____ VORGEGEBENER TEXT

Der Beschwerdeführer stammt aus Nigeria. Nachdem seine Ehefrau bereits 1997 durch Einbürgerung deutsche Staatsangehörige geworden war, beantragte im November 1999 auch er seine Einbürgerung in den deutschen Staatsverband. Dabei gab er an, bei einer Firma in Hanau beschäftigt zu sein, und legte eine auf seinen Namen ausgestellte Bescheinigung der Firma über das Bestehen dieses Arbeitsverhältnisses vor. Am 9. Februar 2000 wurde er eingebürgert.

________
____ ERFASSTE ANGABEN

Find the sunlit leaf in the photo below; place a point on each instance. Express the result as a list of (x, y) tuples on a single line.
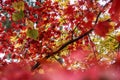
[(29, 23), (18, 6), (17, 15), (32, 33)]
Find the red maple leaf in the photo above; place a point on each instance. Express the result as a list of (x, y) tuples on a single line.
[(102, 28)]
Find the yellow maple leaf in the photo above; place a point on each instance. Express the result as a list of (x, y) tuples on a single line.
[(29, 23), (18, 6)]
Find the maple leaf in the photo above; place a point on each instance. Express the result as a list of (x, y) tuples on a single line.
[(18, 6), (32, 33), (115, 10), (102, 28), (17, 15)]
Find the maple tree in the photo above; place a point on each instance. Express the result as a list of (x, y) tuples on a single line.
[(59, 40)]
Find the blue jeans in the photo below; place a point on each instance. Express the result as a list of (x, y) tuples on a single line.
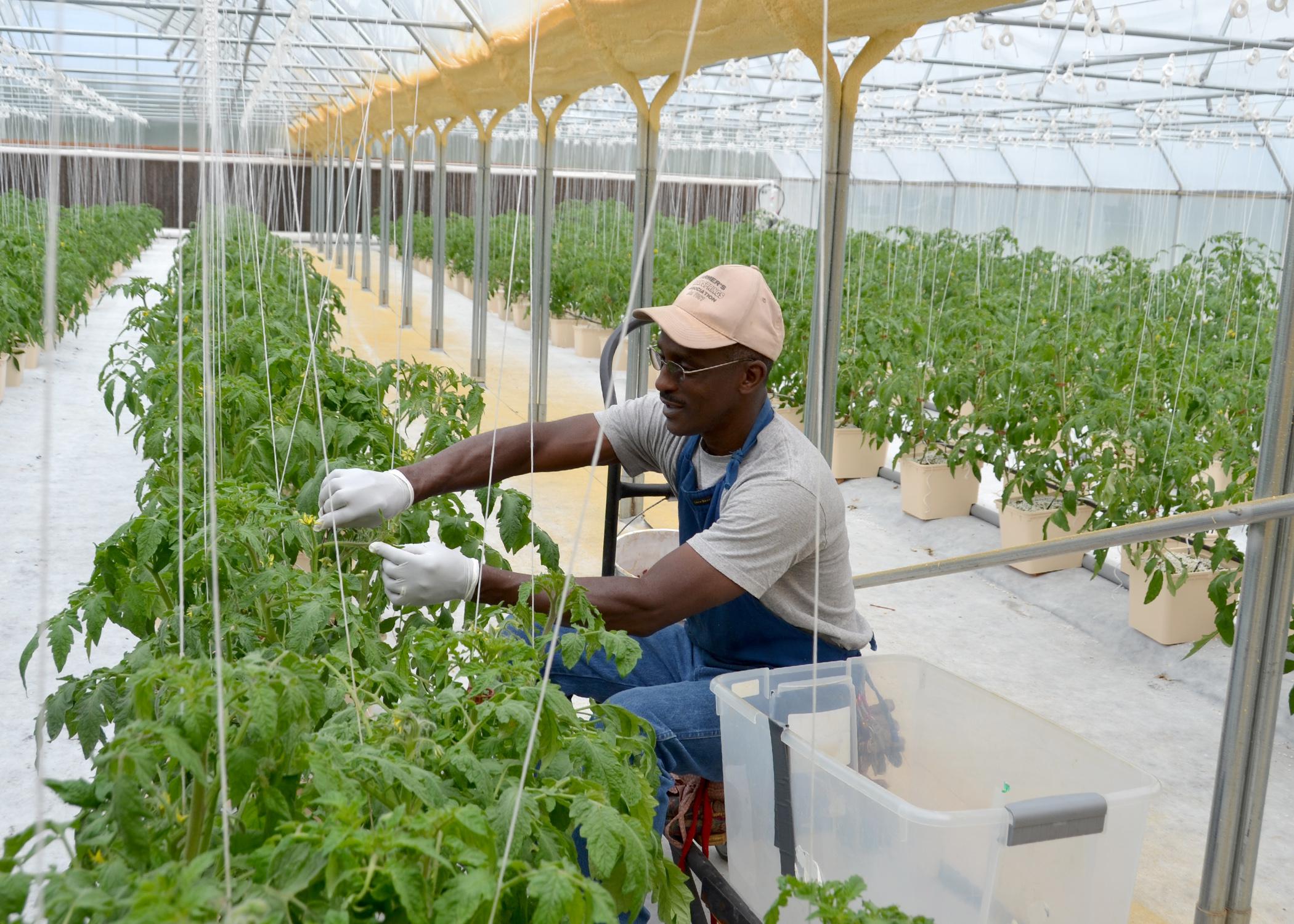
[(670, 690)]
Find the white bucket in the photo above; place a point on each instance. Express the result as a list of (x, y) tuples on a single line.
[(640, 550)]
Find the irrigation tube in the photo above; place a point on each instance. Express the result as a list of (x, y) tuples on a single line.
[(1178, 524)]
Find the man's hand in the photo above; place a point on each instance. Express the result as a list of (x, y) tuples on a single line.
[(357, 497), (426, 573)]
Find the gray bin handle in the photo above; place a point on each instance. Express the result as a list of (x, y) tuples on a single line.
[(1055, 817)]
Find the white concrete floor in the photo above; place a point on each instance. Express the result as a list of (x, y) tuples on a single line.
[(92, 471), (1060, 646)]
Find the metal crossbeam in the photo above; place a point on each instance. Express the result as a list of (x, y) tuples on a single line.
[(1134, 533)]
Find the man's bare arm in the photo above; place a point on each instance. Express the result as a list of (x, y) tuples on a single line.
[(558, 445), (680, 585)]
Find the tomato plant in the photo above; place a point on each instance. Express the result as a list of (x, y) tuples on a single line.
[(373, 759)]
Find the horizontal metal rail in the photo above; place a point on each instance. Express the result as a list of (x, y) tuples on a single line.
[(1133, 533)]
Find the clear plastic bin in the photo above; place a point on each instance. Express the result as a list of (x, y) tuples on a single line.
[(946, 799)]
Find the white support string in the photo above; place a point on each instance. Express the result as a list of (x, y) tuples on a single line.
[(558, 607), (209, 200), (47, 435)]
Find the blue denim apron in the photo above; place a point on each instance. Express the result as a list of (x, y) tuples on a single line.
[(742, 633)]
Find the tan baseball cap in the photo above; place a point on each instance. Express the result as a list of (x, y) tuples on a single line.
[(723, 306)]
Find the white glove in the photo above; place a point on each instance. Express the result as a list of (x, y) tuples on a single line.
[(426, 573), (357, 497)]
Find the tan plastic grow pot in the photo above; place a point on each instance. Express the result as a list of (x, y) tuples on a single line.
[(589, 339), (856, 456), (930, 492), (12, 370), (1173, 619), (1023, 527)]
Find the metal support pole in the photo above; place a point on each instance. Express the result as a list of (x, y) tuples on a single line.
[(407, 238), (645, 179), (1258, 657), (385, 228), (352, 211), (541, 270), (829, 278), (340, 225), (437, 244), (315, 202), (481, 258), (327, 190), (367, 222)]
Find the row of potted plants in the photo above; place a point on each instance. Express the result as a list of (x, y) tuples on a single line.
[(1101, 390), (94, 245), (373, 759)]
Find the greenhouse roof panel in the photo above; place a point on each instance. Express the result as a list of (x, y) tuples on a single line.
[(1034, 75), (1227, 168)]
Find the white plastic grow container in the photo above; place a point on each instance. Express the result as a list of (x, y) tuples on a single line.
[(640, 550), (990, 814)]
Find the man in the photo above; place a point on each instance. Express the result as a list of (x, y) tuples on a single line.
[(762, 543)]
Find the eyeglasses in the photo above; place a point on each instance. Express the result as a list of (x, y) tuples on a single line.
[(661, 364)]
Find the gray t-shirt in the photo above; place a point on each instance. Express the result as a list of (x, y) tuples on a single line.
[(764, 539)]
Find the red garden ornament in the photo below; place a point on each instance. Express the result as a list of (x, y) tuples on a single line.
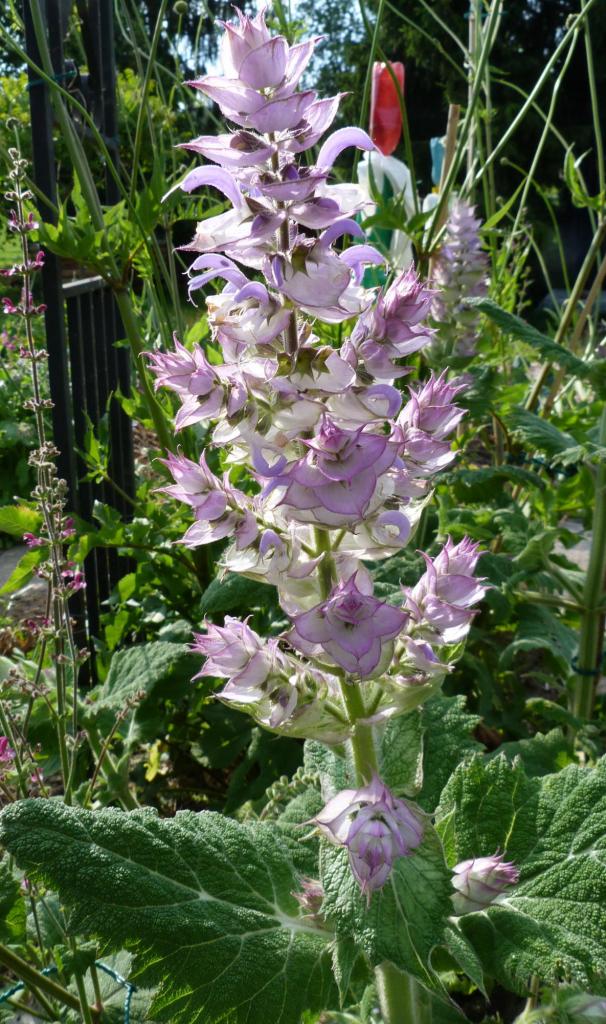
[(386, 117)]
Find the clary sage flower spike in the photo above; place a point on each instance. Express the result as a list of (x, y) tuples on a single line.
[(334, 458)]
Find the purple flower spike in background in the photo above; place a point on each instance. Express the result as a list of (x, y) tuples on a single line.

________

*SO GEHEN SIE VOR:* Wie lässt sich der Text über die Einbürgerung des Beschwerdeführers in zwei Sätzen zusammenfassen? Stützen Sie sich dabei ausschließlich auf den Text.

*LÖSUNG:* Der aus Nigeria stammende Beschwerdeführer beantragte im November 1999 seine Einbürgerung in den deutschen Staatsverband, nachdem seine Ehefrau bereits 1997 durch Einbürgerung deutsche Staatsangehörige geworden war. Dabei gab er an, bei einer Firma in Hanau beschäftigt zu sein, und legte eine Bescheinigung der Firma über dieses Arbeitsverhältnis vor; am 9. Februar 2000 wurde er eingebürgert.